_SUPPLIED PASSAGE_:

PYFTS / notebooks

Code examples for pyFTS
46 stars 30 forks source link

Forecasting real future #1

Open georgevarelas opened 5 years ago

georgevarelas commented 5 years ago

Hi Petronio. Thank you for your quick response to my problem. I'm coming again to ask about predictions in real future. In you predict method you need a dataset. What if I want to forecast "n" days ahead from today where there is no data. What dataset will I use in predict method when I use all data (until today) for training (it does not matter any test set). Let's assume we have the model below:

fs = Grid.GridPartitioner(data=all_data, npart=190) model = hofts.HighOrderFTS(partitioner=fs, order = 4, alpha_cut=.4) model.fit(all_data.values.flatten())

Let's say I keep the last 4 points from "all_data" to accomodate the order of the model.How can I call model.predict method to forecast future days (until end of August)?

I forgot to write that when I use steps_ahead = n I get n times the same number. If you ask about my dataset, it is public and it is the close price of Bitcoin

Best regards George

petroniocandido commented 5 years ago

Hi George,

I think you are talking about many steps ahead forecast. For this kind of forecasts just inform the parameter steps_ahead=k (where k is the forecasting horizon) in the predict function. You have also to inform a sample with at least the number of instances equal to the order of the model. If you have a larger sample and want to start in a specific instance inside the sample, you can also inform the parameter start_at. Both parameters are explained here: https://pyfts.github.io/pyFTS/build/html/pyFTS.common.html#pyFTS.common.fts.FTS.predict

You can also see an explanation on the section "Expanding the forecasting horizon" in this post: https://towardsdatascience.com/a-short-tutorial-on-fuzzy-time-series-part-ii-with-an-case-study-on-solar-energy-bda362ecca6d

Well, I believe this is what you want to. But if I did not understand correctly your question, please let me know. For more details check this

georgevarelas commented 5 years ago

Hi Petronio. I looked very carefully the links you gave me.

First I want to make things a little more clear although I think you got it well. Let's assume that my data stops at 13/7/2019 (d/m/y format). I want to forecast prices for the interval 20/7/2019 - 30/7/2019 where there is no data. I tried the following command set (assuming that the 'Bitcoin.txt' contains the closing prices of Bitcoin)

initial_data = pd.read_csv('Bitcoin.txt',header=0,sep=",") nitial_data.drop(initial_data.columns.values[0],axis=1,inplace=True) initial_data['vari'] = pd.to_datetime(initial_data["Date"]) initial_data.set_index('Date' ,inplace=True) initial_data.columns.values[0]='Price' in_dt=np.log(initial_data).copy() data=in_dt.diff().copy() data.dropna(inplace=True) . . . mp_data=data.copy()

out=60 out_data=mp_data[-out:].values.flatten() in_data=mp_data[:-out].copy() order=4

fs = Grid.GridPartitioner(data=in_data, npart=190)

model = hofts.HighOrderFTS(partitioner=fs, order = order, alpha_cut=.4) model.fit(in_data.values.flatten())

out_data=mp_data[-out:].values.flatten() in_data=mp_data[:-out].copy()

forecasts_out=model.predict(out_data, start_at=len(out_data)-4, type='point', steps_ahead=8)

_EXTRACTED INFORMATION_:

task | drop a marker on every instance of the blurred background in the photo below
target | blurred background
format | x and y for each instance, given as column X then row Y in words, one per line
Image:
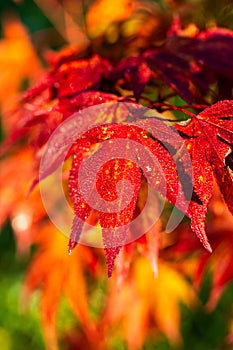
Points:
column 51, row 301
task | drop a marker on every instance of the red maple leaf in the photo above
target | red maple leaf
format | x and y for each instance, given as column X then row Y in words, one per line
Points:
column 209, row 138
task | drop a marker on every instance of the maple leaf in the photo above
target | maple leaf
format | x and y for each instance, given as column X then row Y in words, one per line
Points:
column 111, row 219
column 208, row 137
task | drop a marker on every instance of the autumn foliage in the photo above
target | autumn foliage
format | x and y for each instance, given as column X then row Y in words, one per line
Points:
column 139, row 58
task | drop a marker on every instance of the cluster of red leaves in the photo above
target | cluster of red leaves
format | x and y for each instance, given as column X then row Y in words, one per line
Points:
column 183, row 66
column 187, row 66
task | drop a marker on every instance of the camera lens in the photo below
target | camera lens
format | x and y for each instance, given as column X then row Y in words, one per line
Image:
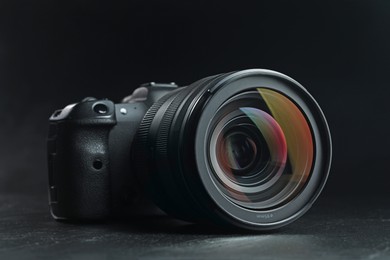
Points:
column 254, row 139
column 248, row 149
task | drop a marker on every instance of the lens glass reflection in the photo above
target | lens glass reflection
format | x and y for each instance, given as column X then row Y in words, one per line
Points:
column 261, row 149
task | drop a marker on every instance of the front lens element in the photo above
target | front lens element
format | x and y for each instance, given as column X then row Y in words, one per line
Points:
column 261, row 149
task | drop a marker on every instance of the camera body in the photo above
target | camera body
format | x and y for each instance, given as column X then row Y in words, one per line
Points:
column 89, row 153
column 249, row 149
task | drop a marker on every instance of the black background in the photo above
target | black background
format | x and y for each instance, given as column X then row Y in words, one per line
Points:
column 53, row 54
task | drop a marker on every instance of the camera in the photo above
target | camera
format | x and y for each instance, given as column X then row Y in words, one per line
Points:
column 248, row 149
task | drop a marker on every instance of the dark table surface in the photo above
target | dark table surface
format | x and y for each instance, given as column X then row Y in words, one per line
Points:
column 336, row 228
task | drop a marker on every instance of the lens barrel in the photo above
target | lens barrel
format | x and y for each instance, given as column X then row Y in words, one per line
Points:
column 248, row 149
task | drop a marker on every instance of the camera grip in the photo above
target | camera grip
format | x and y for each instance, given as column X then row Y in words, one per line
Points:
column 79, row 182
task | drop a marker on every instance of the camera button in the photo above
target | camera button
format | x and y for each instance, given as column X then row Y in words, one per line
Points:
column 100, row 108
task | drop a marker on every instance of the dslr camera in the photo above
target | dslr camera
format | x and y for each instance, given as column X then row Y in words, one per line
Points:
column 249, row 149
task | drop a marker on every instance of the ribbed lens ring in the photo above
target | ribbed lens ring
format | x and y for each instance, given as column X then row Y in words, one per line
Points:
column 166, row 183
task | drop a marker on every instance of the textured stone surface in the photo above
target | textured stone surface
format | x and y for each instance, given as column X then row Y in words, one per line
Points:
column 333, row 229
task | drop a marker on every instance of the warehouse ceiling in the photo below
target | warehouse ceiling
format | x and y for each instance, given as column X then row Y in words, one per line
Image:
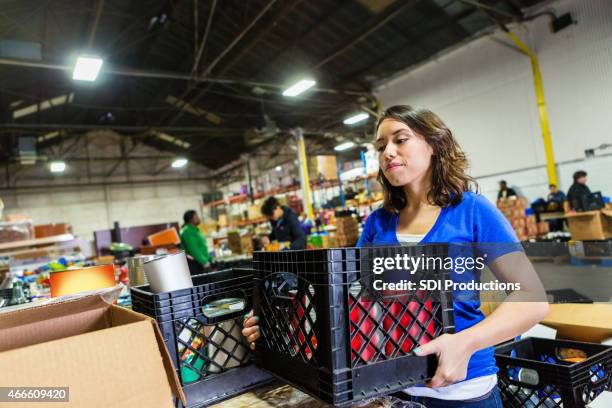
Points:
column 203, row 78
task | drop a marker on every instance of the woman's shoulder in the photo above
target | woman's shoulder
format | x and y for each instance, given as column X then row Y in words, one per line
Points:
column 380, row 214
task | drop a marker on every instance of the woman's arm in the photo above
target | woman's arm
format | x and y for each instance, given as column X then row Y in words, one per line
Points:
column 520, row 310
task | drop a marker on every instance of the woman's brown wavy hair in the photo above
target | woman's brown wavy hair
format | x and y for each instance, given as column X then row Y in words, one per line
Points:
column 449, row 163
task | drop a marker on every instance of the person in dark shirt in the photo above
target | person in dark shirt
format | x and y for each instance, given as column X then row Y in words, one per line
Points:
column 555, row 194
column 505, row 191
column 285, row 224
column 578, row 191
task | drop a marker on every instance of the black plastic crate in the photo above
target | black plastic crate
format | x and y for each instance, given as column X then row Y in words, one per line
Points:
column 597, row 248
column 326, row 333
column 201, row 327
column 185, row 302
column 567, row 296
column 533, row 373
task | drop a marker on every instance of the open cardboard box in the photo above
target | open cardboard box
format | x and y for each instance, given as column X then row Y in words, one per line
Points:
column 590, row 225
column 589, row 322
column 108, row 356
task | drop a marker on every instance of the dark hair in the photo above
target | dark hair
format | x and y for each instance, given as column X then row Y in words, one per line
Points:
column 269, row 206
column 188, row 216
column 449, row 162
column 579, row 174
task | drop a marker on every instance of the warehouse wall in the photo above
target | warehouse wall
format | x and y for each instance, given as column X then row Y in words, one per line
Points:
column 93, row 208
column 484, row 91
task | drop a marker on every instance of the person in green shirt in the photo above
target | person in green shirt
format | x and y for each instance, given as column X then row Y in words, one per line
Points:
column 194, row 243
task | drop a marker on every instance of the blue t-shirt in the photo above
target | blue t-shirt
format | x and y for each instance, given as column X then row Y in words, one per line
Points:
column 474, row 220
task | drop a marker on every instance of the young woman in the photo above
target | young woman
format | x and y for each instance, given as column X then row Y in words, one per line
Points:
column 427, row 199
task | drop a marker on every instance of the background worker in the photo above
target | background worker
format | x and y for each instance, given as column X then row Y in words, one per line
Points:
column 505, row 191
column 285, row 224
column 578, row 191
column 194, row 243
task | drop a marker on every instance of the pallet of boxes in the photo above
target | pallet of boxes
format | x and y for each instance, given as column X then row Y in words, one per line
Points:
column 347, row 229
column 525, row 226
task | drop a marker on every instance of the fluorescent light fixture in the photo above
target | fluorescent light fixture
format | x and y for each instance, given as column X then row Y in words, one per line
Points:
column 179, row 163
column 299, row 87
column 356, row 118
column 57, row 167
column 344, row 146
column 174, row 140
column 47, row 136
column 87, row 68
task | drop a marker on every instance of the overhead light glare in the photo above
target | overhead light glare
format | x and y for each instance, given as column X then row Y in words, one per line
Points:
column 87, row 68
column 57, row 167
column 344, row 146
column 356, row 118
column 179, row 163
column 299, row 87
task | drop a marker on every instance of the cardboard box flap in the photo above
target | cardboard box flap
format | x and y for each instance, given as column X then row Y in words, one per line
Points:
column 120, row 367
column 123, row 316
column 34, row 325
column 175, row 383
column 580, row 321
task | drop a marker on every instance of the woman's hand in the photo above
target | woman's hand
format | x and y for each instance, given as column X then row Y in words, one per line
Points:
column 250, row 330
column 453, row 352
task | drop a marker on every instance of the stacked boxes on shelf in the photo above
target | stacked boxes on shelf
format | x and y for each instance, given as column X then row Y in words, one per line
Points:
column 525, row 226
column 347, row 229
column 240, row 244
column 323, row 167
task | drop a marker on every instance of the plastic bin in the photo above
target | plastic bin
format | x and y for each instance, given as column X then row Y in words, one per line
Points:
column 202, row 330
column 532, row 373
column 325, row 333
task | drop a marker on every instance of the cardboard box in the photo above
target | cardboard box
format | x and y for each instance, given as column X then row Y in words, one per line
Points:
column 240, row 244
column 51, row 230
column 108, row 356
column 324, row 166
column 590, row 322
column 254, row 212
column 590, row 225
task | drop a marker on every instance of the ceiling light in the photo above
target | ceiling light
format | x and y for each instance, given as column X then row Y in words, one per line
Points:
column 57, row 167
column 299, row 87
column 344, row 146
column 87, row 68
column 356, row 118
column 179, row 163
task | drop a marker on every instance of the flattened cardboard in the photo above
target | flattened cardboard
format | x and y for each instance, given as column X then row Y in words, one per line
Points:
column 107, row 355
column 581, row 321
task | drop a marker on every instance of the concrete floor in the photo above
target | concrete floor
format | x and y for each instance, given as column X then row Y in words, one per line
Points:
column 591, row 281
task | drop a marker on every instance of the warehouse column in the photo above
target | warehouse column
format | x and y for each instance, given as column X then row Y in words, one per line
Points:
column 543, row 113
column 304, row 178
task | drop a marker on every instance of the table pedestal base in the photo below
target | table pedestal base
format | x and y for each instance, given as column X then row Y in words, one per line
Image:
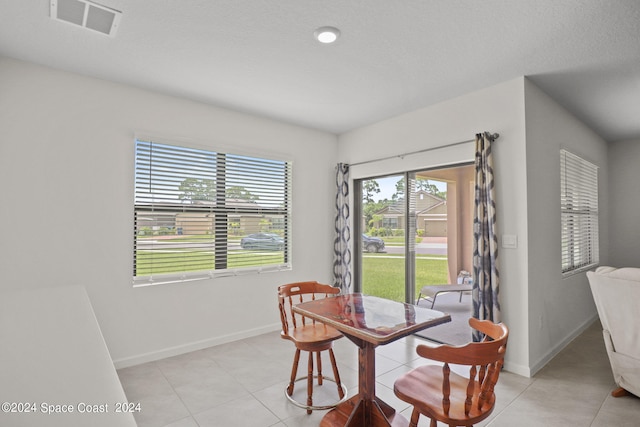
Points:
column 355, row 413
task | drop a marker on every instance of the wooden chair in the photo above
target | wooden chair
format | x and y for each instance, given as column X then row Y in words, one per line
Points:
column 307, row 335
column 442, row 395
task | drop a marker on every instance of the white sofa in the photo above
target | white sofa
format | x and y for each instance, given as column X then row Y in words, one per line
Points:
column 616, row 292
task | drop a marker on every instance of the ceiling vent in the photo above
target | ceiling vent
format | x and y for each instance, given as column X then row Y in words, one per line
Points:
column 87, row 14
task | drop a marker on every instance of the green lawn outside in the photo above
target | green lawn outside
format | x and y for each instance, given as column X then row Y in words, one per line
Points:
column 384, row 276
column 190, row 260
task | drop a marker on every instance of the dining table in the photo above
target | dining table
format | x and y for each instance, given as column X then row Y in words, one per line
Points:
column 368, row 321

_INSTRUCTIONS_:
1 – List every keyword argument passed to model.predict in the last line of code in the pyFTS forecasting thread, with the value each one is given.
2 – In the pyFTS forecasting thread, why does George plan to keep the last 4 points from "all_data"? Answer in one to three sentences.
3 – Extend the pyFTS forecasting thread from the point where it stops.
The data plays no part in what comes next.

_EXERCISE RESPONSES_:
1 –
start_at=len(out_data)-4
type='point'
steps_ahead=8

2 – He keeps them to accommodate the order of his model, which he set to 4. Petronio's reply confirms that the sample given to predict must have at least as many instances as the model's order.

3 –
The result is always the same number

Index Type Size Value 0 float64 1 -0.01480162960180964 1 float64 1 -0.01480162960180964 2 float64 1 -0.01480162960180964 3 float64 1 -0.01480162960180964 4 float64 1 -0.01480162960180964 5 float64 1 -0.01480162960180964 6 float64 1 -0.01480162960180964 7 float64 1 -0.01480162960180964

It is like repeating the first prediction. If I use "forecasts_out=model.predict(out_data)" the model makes predictions for the this dataset and it behaves well. But in order to be sure that the prediction are correct I need to implement the method in dates interval where there is no data starting of course with limited data (the last 3 points in my case to accommodate the order of the model). I am attaching the data in case you need to test something.

Bitcoin - Copy.txt

Best regards George

georgevarelas commented 5 years ago

Even if I use the command "forecasts_out=model.predict(out_data, start_at=59)" it returns 56 forecasted points instead of 1. And this happens regardless of the number I choose as starting point. Do I do something wrong here? Or maybe I have understood something wrong about the package functionality.

petroniocandido commented 5 years ago

George,

How did you analyze this time series? Did you check the ACF and the PACF? How long is its memory? Why did you decide to use 190 partitions? Did you perform an hyper-parameter optimization? Why are you using the HOFTS method and not the WHOFTS or PWFTS, etc?

What do you think about create a Google Colab (or similiar) notebook with your codes and share it with me in order to allow me check these and other questions?

Best regards!

georgevarelas commented 5 years ago

Petronio, why are you asking me analysis questions when I am asking absolutely technical question? Anyway, you can consider the first two questions as completed. But has ACF and PACF something to do with the fact that predict returns the same number?

As for the rest of the questions, I can say that I hardly managed to find some information on HOFTS. It is difficult to draw info from examples only. The package reference you have on MINDS does not explain the function arguments or what the function is about. So after a lot of research in the internet I found enough information that helped me to implement HOFTS (which is a model that serves my goal) with my data. If you follow Box-Jenkings methodology in order to find AR amd MA and the order of the model in general with Bitcoin, you will not get reliable information but this is up to you. I will not go into much details on this.

Having said that could you please advice me how to use optimization with pyFTS? And the most critical. What should I do in order to get values when I use steps_ahead with predict? How to ue start_at and get predictions only after that (as I wrote above when I used it, it returned a full data set predictions) ?

I am attachnig 2 files that might help you check everything. Because github supports only txt for our case I have included the code in txt file. The only thing you need to do is to coly the code in your python IDE or rename my file into .py and run it while having the data file in the same directory.

Bitcoin.txt code.txt

My regards George

petroniocandido commented 5 years ago

George,

No, this is not a pure technic issue. It is also a theoretical issue.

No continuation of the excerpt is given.